Set every entry below down once more, exactly as it stands, without images.

-=-=-

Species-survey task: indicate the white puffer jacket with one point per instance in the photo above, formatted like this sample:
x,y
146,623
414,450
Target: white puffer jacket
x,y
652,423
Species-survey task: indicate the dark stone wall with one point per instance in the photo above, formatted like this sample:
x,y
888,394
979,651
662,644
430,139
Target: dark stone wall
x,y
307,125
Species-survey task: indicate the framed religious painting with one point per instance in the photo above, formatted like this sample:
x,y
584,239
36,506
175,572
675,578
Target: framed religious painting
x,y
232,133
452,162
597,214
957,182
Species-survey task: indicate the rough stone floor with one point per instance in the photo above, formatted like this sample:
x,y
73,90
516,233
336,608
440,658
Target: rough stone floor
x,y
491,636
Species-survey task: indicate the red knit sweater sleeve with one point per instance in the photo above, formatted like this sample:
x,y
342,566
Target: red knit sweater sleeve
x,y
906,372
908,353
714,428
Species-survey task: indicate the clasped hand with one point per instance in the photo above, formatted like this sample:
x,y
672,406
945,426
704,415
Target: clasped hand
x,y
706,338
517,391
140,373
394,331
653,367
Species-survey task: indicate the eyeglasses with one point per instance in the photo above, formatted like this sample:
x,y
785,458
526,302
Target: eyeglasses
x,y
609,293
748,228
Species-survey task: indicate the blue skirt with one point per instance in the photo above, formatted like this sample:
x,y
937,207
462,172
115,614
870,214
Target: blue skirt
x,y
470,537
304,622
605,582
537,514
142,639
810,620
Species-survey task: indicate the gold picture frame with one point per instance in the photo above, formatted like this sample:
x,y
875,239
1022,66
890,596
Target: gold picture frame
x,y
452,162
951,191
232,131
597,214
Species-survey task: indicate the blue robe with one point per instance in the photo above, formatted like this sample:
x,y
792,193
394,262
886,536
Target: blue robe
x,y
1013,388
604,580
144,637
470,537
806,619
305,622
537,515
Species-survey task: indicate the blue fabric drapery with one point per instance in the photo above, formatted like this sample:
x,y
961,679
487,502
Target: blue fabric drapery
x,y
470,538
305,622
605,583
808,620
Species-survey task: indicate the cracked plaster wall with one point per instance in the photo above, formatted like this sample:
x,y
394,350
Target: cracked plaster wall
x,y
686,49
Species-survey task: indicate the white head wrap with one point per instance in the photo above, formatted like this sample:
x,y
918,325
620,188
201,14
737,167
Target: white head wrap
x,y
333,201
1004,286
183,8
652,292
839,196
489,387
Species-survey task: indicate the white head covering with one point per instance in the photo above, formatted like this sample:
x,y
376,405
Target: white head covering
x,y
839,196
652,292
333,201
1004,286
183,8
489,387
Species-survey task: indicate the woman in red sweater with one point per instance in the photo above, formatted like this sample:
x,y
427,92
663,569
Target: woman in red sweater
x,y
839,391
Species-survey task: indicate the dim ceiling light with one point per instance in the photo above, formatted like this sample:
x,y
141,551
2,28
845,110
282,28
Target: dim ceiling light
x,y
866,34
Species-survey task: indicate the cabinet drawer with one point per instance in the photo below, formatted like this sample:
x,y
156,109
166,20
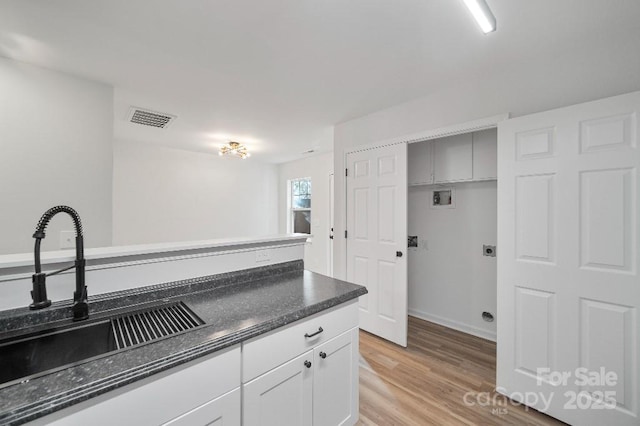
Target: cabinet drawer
x,y
266,352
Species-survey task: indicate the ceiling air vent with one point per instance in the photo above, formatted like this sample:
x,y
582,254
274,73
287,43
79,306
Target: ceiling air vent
x,y
150,118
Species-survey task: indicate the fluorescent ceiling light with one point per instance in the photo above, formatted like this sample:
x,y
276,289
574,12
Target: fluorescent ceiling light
x,y
482,14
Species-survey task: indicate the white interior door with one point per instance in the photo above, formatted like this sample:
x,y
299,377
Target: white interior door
x,y
377,238
568,244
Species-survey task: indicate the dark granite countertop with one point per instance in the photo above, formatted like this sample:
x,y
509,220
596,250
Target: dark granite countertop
x,y
235,307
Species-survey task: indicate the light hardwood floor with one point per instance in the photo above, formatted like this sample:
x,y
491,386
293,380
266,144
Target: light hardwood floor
x,y
426,383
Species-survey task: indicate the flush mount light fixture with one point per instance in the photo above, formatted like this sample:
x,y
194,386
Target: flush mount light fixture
x,y
234,149
482,14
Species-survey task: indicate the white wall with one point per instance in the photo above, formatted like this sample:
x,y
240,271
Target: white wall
x,y
318,168
56,135
527,86
450,281
165,195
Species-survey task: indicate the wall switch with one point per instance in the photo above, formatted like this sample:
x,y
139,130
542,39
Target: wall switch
x,y
67,239
488,250
263,256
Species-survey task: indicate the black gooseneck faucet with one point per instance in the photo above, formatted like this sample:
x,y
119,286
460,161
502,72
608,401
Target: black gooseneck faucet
x,y
39,293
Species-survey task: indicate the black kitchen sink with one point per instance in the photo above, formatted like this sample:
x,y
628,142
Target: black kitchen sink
x,y
43,351
34,354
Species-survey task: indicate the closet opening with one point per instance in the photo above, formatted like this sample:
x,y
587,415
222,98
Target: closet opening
x,y
452,228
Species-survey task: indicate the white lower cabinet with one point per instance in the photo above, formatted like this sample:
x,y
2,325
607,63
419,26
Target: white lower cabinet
x,y
317,387
202,392
335,392
224,410
281,397
302,374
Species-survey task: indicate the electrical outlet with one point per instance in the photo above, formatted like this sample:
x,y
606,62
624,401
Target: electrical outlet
x,y
263,256
67,240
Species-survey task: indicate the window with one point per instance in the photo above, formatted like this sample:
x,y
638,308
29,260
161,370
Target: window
x,y
300,206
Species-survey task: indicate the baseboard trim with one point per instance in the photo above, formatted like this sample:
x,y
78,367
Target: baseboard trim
x,y
465,328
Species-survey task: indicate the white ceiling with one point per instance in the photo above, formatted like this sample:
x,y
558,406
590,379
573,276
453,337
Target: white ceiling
x,y
278,74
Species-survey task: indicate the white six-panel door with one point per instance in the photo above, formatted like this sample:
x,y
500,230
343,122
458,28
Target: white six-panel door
x,y
377,238
568,284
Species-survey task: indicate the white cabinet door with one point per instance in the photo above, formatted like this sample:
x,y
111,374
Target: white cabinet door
x,y
222,411
485,154
377,238
419,163
453,158
569,241
281,397
335,381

-=-=-

**Reply:**
Species-survey task: indicate the white puffer jacket with one point per instance in the photo above, formatted like this sample:
x,y
146,623
414,450
Target: white puffer jacket
x,y
652,423
Species-survey task: indicate the dark stone wall with one point per instance in the photo above, formatted like this sample:
x,y
888,394
979,651
662,644
430,139
Target: dark stone wall
x,y
307,125
Species-survey task: indicate the framed religious painting with one point per instance in the photo above, formatted like this sample:
x,y
584,239
36,506
175,572
675,578
Target: framed religious painting
x,y
232,133
452,162
597,214
957,182
Species-survey task: indicate the rough stone floor with one point per instance in the photo above, formatted like this sample:
x,y
73,90
516,233
336,608
440,658
Target: rough stone floor
x,y
491,636
Species-survey task: indicate the red knit sweater sleeve with one point per instance in the photo above, formatted like this sample:
x,y
342,566
Target: red knit sweater sleeve
x,y
906,372
908,353
714,428
Species-survey task: indicate the clasped hand with one point per instance in the photo above, formatted like this sample:
x,y
672,406
945,426
704,415
Target: clasped hand
x,y
706,338
517,391
140,373
394,331
653,367
Species-survey task: indicate the eyeglasses with one point per instance in the photo above, formatted like this sample:
x,y
785,458
526,302
Target: eyeglasses
x,y
609,293
748,228
Species-survey task: indicate the blue skirt with one point per instance in the photo above, formatted like this sample:
x,y
937,207
462,172
115,614
870,214
Target: blue skirt
x,y
470,537
304,622
605,582
537,514
142,639
810,620
Species-survey task: indicate the gold picture frame with one point per instance in the photo above, formatted like this sample:
x,y
875,239
1022,66
890,596
Target: gold picture frame
x,y
452,162
951,191
232,131
597,214
Species-survey task: indicate the blue robe with one point per instance in the photo above, formatted like this sample:
x,y
792,193
394,262
886,536
Target: blue robe
x,y
1013,388
604,580
144,637
470,537
806,619
305,622
537,515
Species-survey task: indicate the blue fabric drapery with one point per instance in the photo above, formatted like this sample:
x,y
961,679
487,502
Target: blue fabric drapery
x,y
470,538
305,622
605,583
808,620
Species-survey task: indicate the cracked plaster wall with one point per instance in the photo above, formatted like this sample:
x,y
394,350
Target: cracked plaster wall
x,y
686,49
Species-survey task: indicate the white head wrap with one point per instance in the photo above, formatted like this sample:
x,y
918,325
620,188
201,14
737,167
Target: white head wrap
x,y
333,201
1004,286
183,8
652,292
839,196
489,387
Species-survey task: indicate the white head covering with one point per instance in the photo above, formatted like this sample:
x,y
376,405
Target: white head covering
x,y
839,196
652,292
333,201
1004,286
183,8
489,387
Species-survey task: indicate the woman in red sweater with one point per instance in the photo above, formatted like this sample:
x,y
427,92
663,569
Target: woman in red sweater
x,y
839,391
Species-survey task: indicate the dim ceiling light with one point per instance in the photo above, formatted like this sample:
x,y
141,551
2,28
845,110
282,28
Target: dim ceiling light
x,y
866,34
Species-survey task: indicate the cabinet drawer with one point per instance in the photo below, formatted like this sample:
x,y
156,109
166,20
Target: cabinet drawer
x,y
266,352
Species-survey task: indicate the ceiling air vent with one point per instance in the photo above, formatted like this sample:
x,y
582,254
274,73
287,43
79,306
Target: ceiling air vent
x,y
150,118
Species-survey task: indicate the fluorescent ceiling light with one point per instance in the photo above, formatted like this sample:
x,y
276,289
574,12
Target: fluorescent ceiling light
x,y
482,14
Species-survey task: indicate the white interior door with one point per instance in the photo above, formatted like this sample:
x,y
299,377
Target: white interior door
x,y
377,238
568,244
Species-survey task: indicate the dark granite countertop with one point per instance in the photo above, formatted like this sample:
x,y
509,220
596,250
Target: dark granite countertop
x,y
235,307
Species-survey task: indicate the light hardwood floor with one point per instance in the photo above, formatted like this sample:
x,y
491,386
293,380
266,144
Target: light hardwood floor
x,y
426,383
Species-survey task: indicate the flush mount light fixture with one point per instance in the photo above, formatted like this sample:
x,y
194,386
Target: flush mount light fixture
x,y
234,149
482,14
Species-survey task: indicate the white wall with one point per instance in the photo above, formatted like this sample:
x,y
240,271
Target: white wall
x,y
318,168
56,135
527,86
450,281
165,195
Species-survey task: indicate the wall switch with one point per instance in the photo above, formatted like this sample:
x,y
139,130
542,39
Target: wall switch
x,y
67,239
488,250
263,256
Species-survey task: indicate the black gooseneck faucet with one point per instance in the photo above, formatted like this sample:
x,y
119,286
460,161
502,72
608,401
Target: black gooseneck faucet
x,y
39,293
Species-survey task: indicate the black kitchen sink with one point per instance in the photo above, formatted like this sample:
x,y
628,142
Target: black kitchen sink
x,y
43,351
34,354
Species-survey task: indicate the closet opening with one point per instance in the photo above, formatted like this sample:
x,y
587,415
222,98
Target: closet opening
x,y
452,228
Species-survey task: indicate the white lower cabinet with one point per instance in the photo above, formatted like this sample:
x,y
2,325
607,63
419,26
Target: white lower cabinet
x,y
317,387
202,392
335,392
224,410
281,397
302,374
Species-survey task: indicate the electrical outlet with one point per instance in the photo above, formatted like this sample:
x,y
606,62
624,401
Target: electrical outlet
x,y
263,256
67,240
Species-survey task: indicate the window with one point per instance in the photo above, formatted like this sample:
x,y
638,308
29,260
161,370
Target: window
x,y
300,206
Species-survey task: indicate the baseboard trim with one point per instance in the photo above, formatted like this sample:
x,y
78,367
Target: baseboard trim
x,y
465,328
Species-survey task: indicate the white ceiling with one point per instance in the photo above, formatted like this sample:
x,y
558,406
590,379
573,276
453,337
Target: white ceiling
x,y
278,74
Species-survey task: indicate the white six-panel door with one point per instance in the photo above, formatted like this sample:
x,y
500,230
343,122
458,28
Target: white six-panel door
x,y
377,238
568,284
Species-survey task: indicate the white cabinet door with one point per instance in the photo above, formatted like this sample:
x,y
111,374
Target: white cabinet door
x,y
222,411
485,154
377,238
419,163
453,158
569,241
281,397
335,381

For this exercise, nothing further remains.